◆ EXERCISE
All of the records below need to be copied exactly.

◆ TASK INPUT
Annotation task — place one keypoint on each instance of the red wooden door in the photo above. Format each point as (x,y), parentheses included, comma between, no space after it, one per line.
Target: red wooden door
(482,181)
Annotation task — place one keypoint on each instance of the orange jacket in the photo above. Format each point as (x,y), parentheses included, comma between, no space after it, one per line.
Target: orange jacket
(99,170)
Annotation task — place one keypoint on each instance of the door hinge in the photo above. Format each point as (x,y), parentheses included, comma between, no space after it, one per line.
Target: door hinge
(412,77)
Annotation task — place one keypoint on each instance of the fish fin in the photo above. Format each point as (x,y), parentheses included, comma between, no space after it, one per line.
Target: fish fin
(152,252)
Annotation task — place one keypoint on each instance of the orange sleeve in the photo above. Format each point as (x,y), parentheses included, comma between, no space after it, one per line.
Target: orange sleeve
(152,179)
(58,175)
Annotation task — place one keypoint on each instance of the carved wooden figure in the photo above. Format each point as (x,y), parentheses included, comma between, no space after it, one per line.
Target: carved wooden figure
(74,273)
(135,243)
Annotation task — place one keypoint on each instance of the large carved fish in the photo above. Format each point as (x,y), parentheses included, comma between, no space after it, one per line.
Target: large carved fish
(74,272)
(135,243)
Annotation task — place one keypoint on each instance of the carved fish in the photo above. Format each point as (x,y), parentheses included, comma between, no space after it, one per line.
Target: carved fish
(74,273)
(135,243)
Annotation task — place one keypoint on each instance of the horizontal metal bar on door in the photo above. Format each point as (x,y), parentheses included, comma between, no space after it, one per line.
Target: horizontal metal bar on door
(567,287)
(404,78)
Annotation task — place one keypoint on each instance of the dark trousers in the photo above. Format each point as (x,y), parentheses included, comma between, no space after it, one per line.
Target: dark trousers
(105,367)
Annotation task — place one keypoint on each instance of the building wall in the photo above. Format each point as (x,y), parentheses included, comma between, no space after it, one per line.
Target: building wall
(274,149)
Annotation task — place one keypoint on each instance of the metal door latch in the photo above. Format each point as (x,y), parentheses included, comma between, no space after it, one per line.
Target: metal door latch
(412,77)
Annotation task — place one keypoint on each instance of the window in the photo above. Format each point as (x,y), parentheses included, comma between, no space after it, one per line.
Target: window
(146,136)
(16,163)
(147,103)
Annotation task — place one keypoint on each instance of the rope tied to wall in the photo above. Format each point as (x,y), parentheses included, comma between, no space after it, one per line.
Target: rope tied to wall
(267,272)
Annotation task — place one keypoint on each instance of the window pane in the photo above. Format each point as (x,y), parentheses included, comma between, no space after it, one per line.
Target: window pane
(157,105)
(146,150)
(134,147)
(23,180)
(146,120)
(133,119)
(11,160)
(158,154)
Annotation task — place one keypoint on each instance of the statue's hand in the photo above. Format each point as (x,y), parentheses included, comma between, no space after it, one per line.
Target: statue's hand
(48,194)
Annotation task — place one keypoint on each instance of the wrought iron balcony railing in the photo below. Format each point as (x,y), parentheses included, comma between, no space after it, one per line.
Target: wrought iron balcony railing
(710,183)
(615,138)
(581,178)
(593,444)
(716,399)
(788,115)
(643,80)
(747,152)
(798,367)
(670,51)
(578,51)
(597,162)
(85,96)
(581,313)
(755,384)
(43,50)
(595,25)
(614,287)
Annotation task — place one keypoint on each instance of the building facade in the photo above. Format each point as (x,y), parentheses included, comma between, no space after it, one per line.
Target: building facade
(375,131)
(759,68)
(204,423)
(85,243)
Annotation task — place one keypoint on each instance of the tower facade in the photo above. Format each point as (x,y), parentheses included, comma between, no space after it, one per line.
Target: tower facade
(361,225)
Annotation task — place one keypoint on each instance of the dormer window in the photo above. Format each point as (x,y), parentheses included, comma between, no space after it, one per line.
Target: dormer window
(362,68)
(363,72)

◆ RESPONSE TO THE TASK
Annotation task — place one keypoint on each instance of the red wooden door in the photo above. Format each point as (x,y), parentheses included, comma between, no space after it, one per line.
Target: red wooden door
(482,181)
Annotation task — place one keypoint on each instance of the orange jacket in the photo above. Format each point as (x,y), parentheses included, comma between, no space after it, one per line.
Target: orange jacket
(99,170)
Annotation task — place one keypoint on each instance of the door hinge in the photo above. Format each point as (x,y), parentheses included, comma between, no space after it, one per line.
Target: door hinge
(412,77)
Annotation task — place one keypoint on each instance of the fish fin in the photo above. Format each point as (x,y), parentheses included, comma between, no space after it, one per line.
Target: fish fin
(152,252)
Annotation task — place one keypoint on each instance of the orange sleeve in the photo above. Format each point as (x,y), parentheses included, comma between, no space after it, one per line.
Target: orange sleeve
(152,179)
(58,175)
Annotation task — place one keypoint on each instance of the carved wooden figure in the photo above. Format each point as (x,y), parentheses included, comma between, no space after it, one per line.
Target: carved wooden figure
(74,273)
(135,243)
Annotation task — place one keypoint on each instance of the large carved fish in the photo above. Format each point as (x,y), parentheses included, comma between, no space after it, one per line.
Target: large carved fish
(74,272)
(135,243)
Annotation task — place one keypoint on each instance of the carved fish in the photo above. Format each point as (x,y), parentheses included, comma between, no space after it, one per line.
Target: carved fish
(74,273)
(135,243)
Annotation task — place one keypoint on each instance of the horizontal metal bar on door in the photo above. Format each point as (x,y), parentheses included, comma between, no space after it, one per line.
Target: horizontal metal bar on door
(567,287)
(404,78)
Annotation task — place one keypoint on each instance of the dark trousers in the photo above. Format each point as (x,y), parentheses included, comma between, no space after it, one per line.
Target: dark trousers
(105,367)
Annotation task — place one keypoint on each instance of the building wall in the photo above. Format each point as (x,y), parentheses included, comma between, no space after it, one per line.
Target: building wall
(274,149)
Annotation task — place one keypoint on each instance of the metal door latch in the photo above. Format each point as (x,y), parentheses included, comma between, no space after it, one per line.
Target: metal door latch
(412,77)
Annotation task — place one keypoint on each instance of the window in the photo above. Format each point as (x,y), parentheses included, comma between, no space after it, one per line.
Target: window
(146,136)
(16,163)
(147,103)
Annotation task — place one keypoint on each instance of the rope tied to wall in the photo above. Format each point as (x,y), parentheses included, comma between, no space after it, one per line.
Target: rope tied to wall
(267,272)
Annotation task — place one keypoint on each instance of the window pane in the photo above. Format each point as (x,y), parentheses included, comma between, no space after it, one per line.
Target: window pane
(157,105)
(146,150)
(134,147)
(23,180)
(146,120)
(133,119)
(11,160)
(158,154)
Annotation task — place one keypoint on each instance of the statue's hand in the photo above. Format each point as (x,y), parentheses included, comma between, no space after it, one per line.
Target: statue's hand
(48,194)
Annotation task — place one keypoint on each instance of the wrought iron balcony railing in the photo below. Format each point as (x,y), parentheses included, comma between, no space after it, one per line.
Target: wrought iron balcony railing
(710,183)
(615,138)
(581,178)
(593,444)
(716,399)
(788,115)
(643,80)
(747,152)
(798,367)
(670,51)
(578,51)
(597,162)
(85,96)
(581,313)
(755,384)
(43,50)
(595,25)
(614,287)
Annotation task — place one keypoint on each instance of the building facade in the photo above. Format each point as (x,y), parentheses included, comma between, no space after it, one per line.
Target: building facade
(375,131)
(759,68)
(204,423)
(85,243)
Annotation task — place one keypoint on each instance of the tower facade in the photo above. Format each point as (x,y), parentheses included, comma between, no space after it, one per line.
Target: tower facade
(361,225)
Annotation task — place one keypoint on each instance of the dormer window in the photo above. Format each point as (x,y), parentheses included, comma between, no space after it, one per line.
Target: dormer window
(362,68)
(363,72)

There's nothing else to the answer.